What to produce: Reproduce the lines of the listing between the line containing "trace the outline of every instance of the bicycle" and the line containing "98), (141, 127)]", inclusive, adding 119 to every coordinate in the answers and leaving all other text unchanged.

Record set:
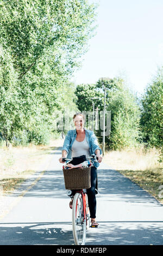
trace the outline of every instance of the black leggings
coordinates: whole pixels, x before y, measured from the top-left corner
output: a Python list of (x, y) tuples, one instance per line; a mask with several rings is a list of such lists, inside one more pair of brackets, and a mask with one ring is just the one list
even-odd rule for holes
[[(96, 198), (95, 194), (96, 182), (97, 178), (97, 168), (92, 166), (91, 169), (91, 187), (86, 189), (88, 198), (88, 203), (90, 212), (90, 217), (96, 218)], [(74, 194), (77, 190), (72, 190)]]

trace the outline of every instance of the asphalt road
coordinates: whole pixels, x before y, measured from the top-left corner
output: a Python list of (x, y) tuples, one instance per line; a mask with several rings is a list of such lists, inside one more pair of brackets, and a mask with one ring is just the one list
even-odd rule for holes
[[(66, 194), (61, 148), (49, 154), (43, 172), (10, 195), (14, 204), (0, 219), (0, 245), (73, 245), (70, 198)], [(163, 245), (163, 205), (103, 163), (98, 170), (99, 226), (86, 245)]]

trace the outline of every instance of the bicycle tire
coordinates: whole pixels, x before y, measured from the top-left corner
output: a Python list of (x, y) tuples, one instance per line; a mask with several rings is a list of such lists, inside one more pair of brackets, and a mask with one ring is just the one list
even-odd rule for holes
[(76, 193), (73, 198), (72, 219), (75, 245), (84, 245), (86, 231), (86, 219), (84, 220), (83, 198), (79, 193)]

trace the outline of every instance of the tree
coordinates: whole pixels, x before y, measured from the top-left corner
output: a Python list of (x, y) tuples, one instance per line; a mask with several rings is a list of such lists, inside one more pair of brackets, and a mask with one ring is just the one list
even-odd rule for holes
[[(76, 92), (78, 108), (80, 111), (92, 111), (92, 96), (97, 98), (96, 106), (103, 111), (104, 86), (106, 88), (106, 110), (111, 111), (111, 133), (105, 138), (106, 145), (114, 150), (134, 146), (140, 135), (140, 110), (135, 97), (121, 78), (105, 78), (99, 79), (96, 85), (78, 85)], [(95, 132), (101, 143), (101, 130)]]
[(143, 141), (150, 146), (163, 145), (163, 68), (146, 89), (142, 98), (141, 127)]

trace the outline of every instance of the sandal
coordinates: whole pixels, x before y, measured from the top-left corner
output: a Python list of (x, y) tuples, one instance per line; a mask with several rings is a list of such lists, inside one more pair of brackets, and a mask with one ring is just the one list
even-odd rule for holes
[(90, 225), (91, 228), (97, 228), (99, 224), (96, 222), (95, 219), (91, 220), (91, 225)]
[(73, 204), (73, 198), (72, 198), (71, 199), (71, 200), (70, 201), (70, 203), (69, 203), (69, 206), (70, 206), (70, 208), (71, 209), (72, 209), (72, 204)]

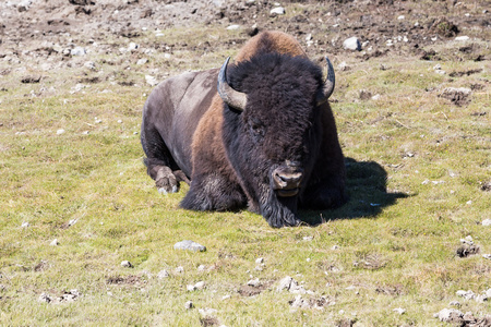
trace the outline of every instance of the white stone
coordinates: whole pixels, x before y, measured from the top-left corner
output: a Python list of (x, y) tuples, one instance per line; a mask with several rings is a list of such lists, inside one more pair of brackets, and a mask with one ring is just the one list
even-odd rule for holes
[(466, 35), (464, 35), (464, 36), (457, 36), (456, 38), (455, 38), (455, 40), (458, 40), (458, 41), (466, 41), (466, 40), (469, 40), (470, 39), (470, 37), (468, 37), (468, 36), (466, 36)]
[(352, 36), (352, 37), (345, 39), (345, 41), (343, 43), (343, 48), (346, 50), (351, 50), (351, 51), (360, 51), (361, 44), (360, 44), (360, 40), (358, 39), (358, 37)]
[(275, 7), (270, 11), (271, 15), (284, 15), (286, 13), (285, 8), (283, 7)]
[(145, 75), (145, 82), (151, 86), (155, 86), (158, 84), (158, 81), (152, 75)]
[(121, 267), (131, 268), (131, 267), (133, 267), (133, 265), (129, 261), (122, 261)]
[(158, 271), (158, 274), (157, 274), (158, 279), (164, 279), (167, 277), (169, 277), (169, 272), (166, 269), (163, 269), (163, 270)]
[(261, 286), (261, 281), (259, 280), (259, 278), (251, 279), (248, 281), (248, 286), (256, 288)]
[(70, 50), (71, 56), (85, 56), (86, 51), (82, 47), (75, 47)]
[(464, 314), (455, 308), (444, 308), (440, 311), (439, 313), (434, 314), (435, 318), (439, 318), (440, 322), (455, 322), (458, 319), (462, 319), (464, 317)]
[(128, 46), (128, 50), (129, 51), (135, 51), (140, 48), (140, 45), (135, 44), (135, 43), (130, 43), (130, 45)]

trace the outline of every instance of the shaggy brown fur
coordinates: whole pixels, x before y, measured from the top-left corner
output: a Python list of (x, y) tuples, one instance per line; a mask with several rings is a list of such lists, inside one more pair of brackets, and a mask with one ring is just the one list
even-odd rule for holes
[(298, 206), (346, 202), (334, 117), (327, 102), (315, 105), (322, 71), (298, 41), (264, 32), (228, 71), (230, 86), (248, 96), (243, 112), (217, 94), (217, 70), (167, 80), (148, 97), (142, 145), (159, 191), (177, 192), (189, 177), (183, 208), (248, 205), (273, 227), (298, 225)]

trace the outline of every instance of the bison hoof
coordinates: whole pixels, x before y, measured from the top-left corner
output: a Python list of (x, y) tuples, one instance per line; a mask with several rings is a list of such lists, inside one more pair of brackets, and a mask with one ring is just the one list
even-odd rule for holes
[(172, 185), (172, 189), (171, 190), (167, 190), (166, 187), (159, 187), (158, 189), (158, 193), (160, 193), (160, 194), (168, 194), (168, 193), (176, 193), (176, 192), (178, 192), (179, 191), (179, 189), (178, 189), (178, 186), (176, 186), (176, 185)]
[(179, 183), (176, 179), (159, 179), (155, 182), (158, 193), (167, 194), (167, 193), (176, 193), (179, 191)]

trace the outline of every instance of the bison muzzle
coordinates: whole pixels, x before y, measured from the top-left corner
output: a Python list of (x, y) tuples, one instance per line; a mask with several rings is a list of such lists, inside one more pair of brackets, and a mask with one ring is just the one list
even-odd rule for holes
[(264, 32), (229, 64), (161, 82), (143, 110), (148, 174), (161, 193), (190, 190), (181, 207), (248, 206), (272, 227), (298, 208), (344, 204), (344, 156), (327, 99), (335, 85), (295, 38)]

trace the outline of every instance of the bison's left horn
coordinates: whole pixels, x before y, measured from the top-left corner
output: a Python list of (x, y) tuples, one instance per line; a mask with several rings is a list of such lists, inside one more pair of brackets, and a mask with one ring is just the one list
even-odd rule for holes
[(330, 96), (333, 94), (334, 85), (336, 82), (336, 77), (334, 76), (333, 64), (331, 63), (327, 57), (325, 57), (325, 61), (327, 62), (327, 77), (325, 78), (322, 92), (320, 92), (318, 95), (318, 106), (327, 101)]
[(230, 57), (225, 60), (224, 65), (221, 65), (220, 72), (218, 74), (218, 94), (220, 98), (227, 104), (229, 107), (233, 109), (243, 111), (246, 109), (246, 104), (248, 101), (248, 97), (244, 93), (235, 90), (227, 83), (227, 65)]

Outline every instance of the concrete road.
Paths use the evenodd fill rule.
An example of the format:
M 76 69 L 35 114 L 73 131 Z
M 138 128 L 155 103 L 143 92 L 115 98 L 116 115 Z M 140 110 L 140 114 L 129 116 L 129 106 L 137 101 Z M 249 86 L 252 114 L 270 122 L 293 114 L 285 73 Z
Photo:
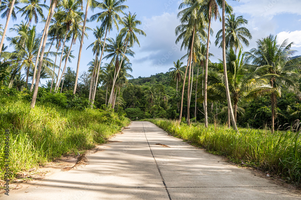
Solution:
M 297 199 L 301 197 L 252 171 L 225 162 L 168 136 L 147 122 L 133 122 L 90 154 L 89 164 L 60 171 L 12 190 L 4 199 Z M 169 147 L 156 145 L 160 143 Z

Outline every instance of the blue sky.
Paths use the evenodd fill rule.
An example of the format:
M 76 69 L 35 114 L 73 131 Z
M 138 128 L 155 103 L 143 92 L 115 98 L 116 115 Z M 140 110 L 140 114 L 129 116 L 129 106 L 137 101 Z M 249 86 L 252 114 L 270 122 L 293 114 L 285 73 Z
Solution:
M 46 4 L 49 4 L 49 1 L 47 1 Z M 147 34 L 146 37 L 138 37 L 140 47 L 136 44 L 132 48 L 136 54 L 135 58 L 130 58 L 133 70 L 131 73 L 135 78 L 139 76 L 147 77 L 156 73 L 167 71 L 169 68 L 173 66 L 174 61 L 180 58 L 185 54 L 186 51 L 183 49 L 181 52 L 180 48 L 175 43 L 176 37 L 174 31 L 176 27 L 179 24 L 176 15 L 181 2 L 178 0 L 128 0 L 125 3 L 125 4 L 129 7 L 128 10 L 126 11 L 136 13 L 137 19 L 142 22 L 140 28 Z M 290 42 L 294 42 L 293 48 L 299 52 L 297 55 L 301 55 L 301 15 L 300 14 L 301 1 L 240 0 L 239 2 L 228 1 L 228 2 L 233 7 L 234 12 L 237 16 L 243 15 L 244 18 L 249 21 L 246 27 L 252 34 L 253 39 L 250 41 L 249 47 L 244 47 L 244 50 L 248 51 L 255 47 L 256 41 L 259 38 L 272 34 L 278 35 L 279 41 L 282 42 L 288 38 Z M 84 11 L 85 8 L 84 9 Z M 98 9 L 95 9 L 93 13 L 89 10 L 88 17 L 100 11 Z M 46 13 L 45 12 L 45 14 Z M 20 16 L 18 16 L 18 19 L 20 19 Z M 19 20 L 17 22 L 11 21 L 9 27 L 11 27 L 14 24 L 19 22 Z M 2 19 L 0 24 L 5 22 L 4 20 Z M 87 25 L 93 29 L 98 25 L 99 25 L 99 23 L 95 21 L 88 23 Z M 39 24 L 37 25 L 38 30 L 42 30 L 44 25 Z M 210 51 L 215 55 L 211 58 L 213 61 L 217 61 L 222 57 L 221 50 L 213 44 L 216 33 L 221 27 L 222 23 L 219 21 L 213 22 L 212 28 L 214 34 L 211 37 L 212 44 Z M 88 31 L 88 39 L 84 39 L 80 73 L 87 70 L 87 64 L 95 58 L 91 49 L 86 50 L 88 46 L 95 40 L 92 32 Z M 116 33 L 114 29 L 110 32 L 109 37 L 115 37 Z M 14 34 L 8 32 L 7 35 L 12 36 Z M 5 40 L 5 43 L 6 45 L 8 44 Z M 70 44 L 67 45 L 70 46 Z M 73 46 L 73 49 L 74 51 L 73 54 L 76 58 L 67 66 L 76 70 L 79 43 L 78 42 L 77 45 L 74 45 Z M 52 50 L 55 51 L 55 49 L 53 48 Z

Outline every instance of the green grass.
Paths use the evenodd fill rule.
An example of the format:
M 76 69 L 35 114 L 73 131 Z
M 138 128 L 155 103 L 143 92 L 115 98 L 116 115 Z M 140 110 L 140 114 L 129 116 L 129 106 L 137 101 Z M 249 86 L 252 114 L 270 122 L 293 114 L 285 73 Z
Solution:
M 295 183 L 301 183 L 301 133 L 240 129 L 239 133 L 222 126 L 190 126 L 175 121 L 146 119 L 172 135 L 209 151 L 239 159 Z
M 0 179 L 4 180 L 5 129 L 10 131 L 9 171 L 13 179 L 62 155 L 103 143 L 129 122 L 111 109 L 79 111 L 39 103 L 31 109 L 20 98 L 0 96 Z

Result for this exercise:
trace the outline of every instance of the bicycle tire
coordinates: whole pixels, x before y, measured from the top-left corner
output: a Python list of (x, y) tuples, one instance per line; a mask with several rings is a list of such lists, inside one more pair of brackets, and a mask with one ring is just the one list
even-odd rule for holes
[(195, 312), (192, 317), (191, 338), (194, 364), (203, 364), (205, 350), (205, 338), (203, 339), (202, 317), (198, 312)]

trace the outline of every instance of the tree
coordinates: whole pixels, x before y, measured from the top-left corner
output: a Python list of (x, y) tuples, one instance per line; a mask with several rings is a list of such lists, inside one more pair of brackets, and a mask with one ring is just the one list
even-odd rule for holes
[[(195, 211), (197, 227), (199, 230), (211, 230), (211, 215), (216, 217), (215, 225), (222, 230), (223, 205), (225, 207), (225, 229), (230, 230), (230, 252), (224, 257), (225, 264), (233, 269), (253, 265), (259, 254), (259, 229), (254, 216), (240, 197), (224, 197), (218, 198), (215, 204), (197, 204)], [(214, 251), (220, 262), (220, 249)]]
[(262, 260), (269, 265), (282, 264), (282, 187), (265, 208), (261, 217), (260, 246)]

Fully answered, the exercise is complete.